_EXERCISE TASK_: Report, in full, every line in the entries below that contains the string "cutting". Case counts.

_LISTED RECORDS_:

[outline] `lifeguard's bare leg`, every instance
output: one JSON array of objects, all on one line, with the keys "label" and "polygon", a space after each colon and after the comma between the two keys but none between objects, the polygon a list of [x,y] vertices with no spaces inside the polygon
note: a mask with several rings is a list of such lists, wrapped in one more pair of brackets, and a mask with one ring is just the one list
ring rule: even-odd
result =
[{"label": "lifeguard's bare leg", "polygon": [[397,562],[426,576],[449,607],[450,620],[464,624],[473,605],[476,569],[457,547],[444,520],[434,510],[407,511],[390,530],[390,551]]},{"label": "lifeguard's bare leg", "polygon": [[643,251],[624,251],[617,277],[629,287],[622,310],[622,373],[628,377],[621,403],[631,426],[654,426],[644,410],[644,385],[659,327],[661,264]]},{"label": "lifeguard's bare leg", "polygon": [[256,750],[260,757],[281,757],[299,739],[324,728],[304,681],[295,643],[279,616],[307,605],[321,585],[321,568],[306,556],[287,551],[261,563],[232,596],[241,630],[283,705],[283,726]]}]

...

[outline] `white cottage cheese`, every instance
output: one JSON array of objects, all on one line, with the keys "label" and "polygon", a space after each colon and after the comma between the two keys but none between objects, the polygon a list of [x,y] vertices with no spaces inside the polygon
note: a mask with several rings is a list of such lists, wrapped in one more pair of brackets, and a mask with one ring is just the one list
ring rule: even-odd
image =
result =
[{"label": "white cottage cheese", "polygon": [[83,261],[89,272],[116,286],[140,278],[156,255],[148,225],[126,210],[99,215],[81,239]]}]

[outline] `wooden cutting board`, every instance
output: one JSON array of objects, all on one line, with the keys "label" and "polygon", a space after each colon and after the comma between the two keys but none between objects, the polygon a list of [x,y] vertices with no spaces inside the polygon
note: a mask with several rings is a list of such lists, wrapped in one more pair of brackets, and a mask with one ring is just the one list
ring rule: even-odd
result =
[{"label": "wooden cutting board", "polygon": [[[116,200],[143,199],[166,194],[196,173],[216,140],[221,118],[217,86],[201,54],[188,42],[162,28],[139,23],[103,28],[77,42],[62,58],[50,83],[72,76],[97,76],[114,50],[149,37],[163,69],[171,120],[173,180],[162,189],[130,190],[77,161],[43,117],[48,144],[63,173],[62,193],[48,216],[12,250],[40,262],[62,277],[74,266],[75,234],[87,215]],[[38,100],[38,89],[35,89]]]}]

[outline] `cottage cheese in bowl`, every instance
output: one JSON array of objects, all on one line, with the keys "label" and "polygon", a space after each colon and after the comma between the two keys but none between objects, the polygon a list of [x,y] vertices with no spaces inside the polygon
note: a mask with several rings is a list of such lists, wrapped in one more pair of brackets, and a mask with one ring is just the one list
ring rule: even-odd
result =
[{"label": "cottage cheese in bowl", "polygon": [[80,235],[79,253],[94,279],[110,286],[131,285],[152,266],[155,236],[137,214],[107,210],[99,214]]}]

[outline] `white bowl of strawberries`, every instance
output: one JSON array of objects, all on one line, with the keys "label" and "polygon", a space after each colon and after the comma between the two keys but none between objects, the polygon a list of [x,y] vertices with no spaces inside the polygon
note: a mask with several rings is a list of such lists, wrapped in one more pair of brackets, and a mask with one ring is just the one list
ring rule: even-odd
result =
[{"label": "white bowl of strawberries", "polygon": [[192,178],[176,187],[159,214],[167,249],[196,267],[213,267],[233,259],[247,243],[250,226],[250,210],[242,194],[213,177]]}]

_FINISHED EXERCISE_:
[outline] `wooden cutting board`, every instance
[{"label": "wooden cutting board", "polygon": [[[116,200],[143,199],[166,194],[196,173],[216,140],[221,118],[217,86],[201,54],[188,42],[162,28],[139,23],[103,28],[77,42],[62,58],[50,83],[72,76],[97,76],[114,50],[149,37],[163,69],[171,120],[173,180],[162,189],[130,190],[77,161],[43,117],[48,144],[63,173],[62,193],[48,216],[12,250],[40,262],[62,277],[74,266],[75,234],[87,215]],[[38,100],[38,89],[35,89]]]}]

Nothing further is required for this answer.